### EXERCICE PROPOSÉ
Reprenez, requêtes comprises, les lignes allant du début des enregistrements jusqu'à celle qui contient "xmin=285 ymin=211 xmax=319 ymax=243", bornes incluses, en remettant à l'échelle les coordonnées des réponses : multipliez-les par 1,9 et arrondissez-les à l'entier, les demis vers le haut. Ne rendez que ces lignes.

### DONNÉES FOURNIES

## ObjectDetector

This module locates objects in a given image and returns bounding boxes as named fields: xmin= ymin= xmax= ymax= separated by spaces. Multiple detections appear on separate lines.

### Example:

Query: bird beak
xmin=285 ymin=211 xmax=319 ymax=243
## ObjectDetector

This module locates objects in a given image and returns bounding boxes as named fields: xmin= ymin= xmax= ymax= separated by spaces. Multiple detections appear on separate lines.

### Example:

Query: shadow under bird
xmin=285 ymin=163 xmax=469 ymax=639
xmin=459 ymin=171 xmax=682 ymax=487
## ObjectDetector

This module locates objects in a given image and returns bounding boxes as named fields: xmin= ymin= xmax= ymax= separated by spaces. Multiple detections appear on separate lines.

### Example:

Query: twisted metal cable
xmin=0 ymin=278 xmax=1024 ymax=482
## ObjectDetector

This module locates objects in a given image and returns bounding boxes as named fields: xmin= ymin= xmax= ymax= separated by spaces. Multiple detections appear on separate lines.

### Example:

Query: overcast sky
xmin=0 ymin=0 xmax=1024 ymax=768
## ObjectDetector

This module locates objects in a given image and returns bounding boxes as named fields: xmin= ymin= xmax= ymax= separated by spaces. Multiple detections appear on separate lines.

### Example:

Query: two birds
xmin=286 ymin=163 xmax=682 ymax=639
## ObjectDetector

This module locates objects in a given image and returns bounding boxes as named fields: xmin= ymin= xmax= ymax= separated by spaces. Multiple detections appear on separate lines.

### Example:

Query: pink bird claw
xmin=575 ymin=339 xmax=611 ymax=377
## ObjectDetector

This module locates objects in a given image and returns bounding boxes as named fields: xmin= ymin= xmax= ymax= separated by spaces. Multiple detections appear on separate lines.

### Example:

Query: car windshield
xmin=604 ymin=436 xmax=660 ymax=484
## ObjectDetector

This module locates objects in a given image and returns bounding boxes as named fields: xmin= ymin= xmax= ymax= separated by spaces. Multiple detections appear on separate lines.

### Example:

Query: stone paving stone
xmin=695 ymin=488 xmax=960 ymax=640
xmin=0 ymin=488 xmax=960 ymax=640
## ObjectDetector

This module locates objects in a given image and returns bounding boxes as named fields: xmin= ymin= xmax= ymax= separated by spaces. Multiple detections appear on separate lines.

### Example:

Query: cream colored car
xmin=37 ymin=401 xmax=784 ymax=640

### RÉSULTAT
## ObjectDetector

This module locates objects in a given image and returns bounding boxes as named fields: xmin= ymin= xmax= ymax= separated by spaces. Multiple detections appear on separate lines.

### Example:

Query: bird beak
xmin=542 ymin=401 xmax=606 ymax=462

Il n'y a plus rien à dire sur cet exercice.